>> START Data shown

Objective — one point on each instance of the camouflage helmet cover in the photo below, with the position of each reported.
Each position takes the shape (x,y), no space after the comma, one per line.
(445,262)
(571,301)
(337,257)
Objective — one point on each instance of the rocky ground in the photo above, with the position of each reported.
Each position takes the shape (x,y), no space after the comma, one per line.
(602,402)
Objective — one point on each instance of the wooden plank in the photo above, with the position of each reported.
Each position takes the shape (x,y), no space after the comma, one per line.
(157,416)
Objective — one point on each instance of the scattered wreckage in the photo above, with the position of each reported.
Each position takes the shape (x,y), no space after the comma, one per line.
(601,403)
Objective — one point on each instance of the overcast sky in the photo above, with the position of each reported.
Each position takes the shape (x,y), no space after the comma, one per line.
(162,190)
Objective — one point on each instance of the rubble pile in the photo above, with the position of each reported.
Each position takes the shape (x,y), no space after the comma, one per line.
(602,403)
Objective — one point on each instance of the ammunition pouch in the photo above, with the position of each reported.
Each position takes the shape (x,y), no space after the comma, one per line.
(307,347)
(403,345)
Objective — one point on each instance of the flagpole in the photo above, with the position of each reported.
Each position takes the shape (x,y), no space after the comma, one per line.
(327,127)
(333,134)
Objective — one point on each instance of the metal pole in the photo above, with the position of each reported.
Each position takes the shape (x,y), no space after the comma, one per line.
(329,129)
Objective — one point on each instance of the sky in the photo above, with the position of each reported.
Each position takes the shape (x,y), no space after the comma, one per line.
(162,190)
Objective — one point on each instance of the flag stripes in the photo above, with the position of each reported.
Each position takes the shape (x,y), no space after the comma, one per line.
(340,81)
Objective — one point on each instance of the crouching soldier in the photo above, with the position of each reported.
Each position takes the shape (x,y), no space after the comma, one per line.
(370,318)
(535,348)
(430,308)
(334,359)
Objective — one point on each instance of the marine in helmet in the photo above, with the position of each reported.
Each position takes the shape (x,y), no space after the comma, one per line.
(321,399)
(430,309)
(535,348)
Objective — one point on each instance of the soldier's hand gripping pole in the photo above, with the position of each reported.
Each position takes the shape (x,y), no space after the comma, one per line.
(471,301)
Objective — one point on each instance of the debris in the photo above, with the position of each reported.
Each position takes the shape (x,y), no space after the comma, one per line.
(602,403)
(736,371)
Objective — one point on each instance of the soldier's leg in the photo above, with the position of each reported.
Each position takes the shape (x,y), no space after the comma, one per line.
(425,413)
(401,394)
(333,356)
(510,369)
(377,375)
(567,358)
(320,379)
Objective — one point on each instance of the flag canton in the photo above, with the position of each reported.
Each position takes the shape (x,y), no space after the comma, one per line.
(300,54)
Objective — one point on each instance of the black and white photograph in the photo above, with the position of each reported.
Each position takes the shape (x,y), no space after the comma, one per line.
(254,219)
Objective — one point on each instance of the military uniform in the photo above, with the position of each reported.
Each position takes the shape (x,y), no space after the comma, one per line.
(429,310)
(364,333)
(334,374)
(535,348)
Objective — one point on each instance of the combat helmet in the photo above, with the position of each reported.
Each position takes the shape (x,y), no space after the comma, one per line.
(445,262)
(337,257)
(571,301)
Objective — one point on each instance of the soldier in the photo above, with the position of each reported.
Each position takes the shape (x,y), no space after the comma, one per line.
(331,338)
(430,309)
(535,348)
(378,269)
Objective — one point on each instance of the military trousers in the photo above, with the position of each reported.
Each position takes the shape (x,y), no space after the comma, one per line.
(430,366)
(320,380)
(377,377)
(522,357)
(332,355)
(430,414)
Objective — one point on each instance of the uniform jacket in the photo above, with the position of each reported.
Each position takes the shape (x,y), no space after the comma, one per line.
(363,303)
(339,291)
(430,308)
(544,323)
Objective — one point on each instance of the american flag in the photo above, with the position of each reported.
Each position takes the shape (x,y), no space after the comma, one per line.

>> END Data shown

◆ Work to be completed:
All lines from the one containing "Objective — one point on each instance of the soldier in" through the final line of the listing above are to be reproduced exactly; include both and add nothing.

◆ Solution:
Objective — one point on each instance of the soldier in the photo above, with the position of each reported.
Each position takes the shape (x,y), no space after the comma, one per line.
(331,338)
(430,309)
(535,348)
(378,269)
Objective — one point on each instance of the military trousers in the photo above, with the position of each reported.
Each position takes the shape (x,y), no space after the comma, one per line.
(430,366)
(320,380)
(377,377)
(522,357)
(332,355)
(430,414)
Objective — one point on each instance of the uniform jacket in the photo above, with the position of each reported.
Each position takes the shape (x,y), no space after the comma, one per line.
(363,303)
(339,291)
(430,308)
(544,323)
Objective — one point on each instance of the american flag in the photo above, with the position of each reported.
Each position takes the shape (x,y), no space after the comma, one per line.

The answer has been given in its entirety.